• _Task instructions_
Word for word, print the entries that follow.

• _Segmentation mask data_
[Start of Attachment]

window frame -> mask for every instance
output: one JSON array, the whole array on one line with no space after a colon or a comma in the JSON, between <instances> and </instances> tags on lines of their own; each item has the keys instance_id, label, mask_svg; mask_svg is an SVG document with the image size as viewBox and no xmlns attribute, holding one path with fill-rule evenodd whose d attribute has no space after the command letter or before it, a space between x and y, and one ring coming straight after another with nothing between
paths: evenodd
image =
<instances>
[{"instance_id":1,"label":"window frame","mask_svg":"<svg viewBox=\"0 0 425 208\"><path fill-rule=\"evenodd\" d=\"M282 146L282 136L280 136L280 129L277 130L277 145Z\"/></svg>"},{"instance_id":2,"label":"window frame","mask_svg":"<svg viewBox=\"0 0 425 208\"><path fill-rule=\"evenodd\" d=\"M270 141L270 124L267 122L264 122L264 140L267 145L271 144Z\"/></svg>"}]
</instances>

[End of Attachment]

• _Solution for this problem_
window frame -> mask for every instance
output: one JSON array, the whole array on one line with no space after a colon or a comma in the JSON, between <instances> and </instances> tags on lines of their own; each item has the keys instance_id, label, mask_svg; mask_svg is an SVG document with the image size as viewBox and no xmlns attribute, holding one path with fill-rule evenodd whose d attribute has no space after the command letter or before it, a space between x and y, and one ring coming straight after another with nothing between
paths: evenodd
image =
<instances>
[{"instance_id":1,"label":"window frame","mask_svg":"<svg viewBox=\"0 0 425 208\"><path fill-rule=\"evenodd\" d=\"M282 146L282 136L280 136L280 129L277 130L277 145Z\"/></svg>"},{"instance_id":2,"label":"window frame","mask_svg":"<svg viewBox=\"0 0 425 208\"><path fill-rule=\"evenodd\" d=\"M270 141L270 124L267 122L264 122L264 140L267 145L271 144Z\"/></svg>"}]
</instances>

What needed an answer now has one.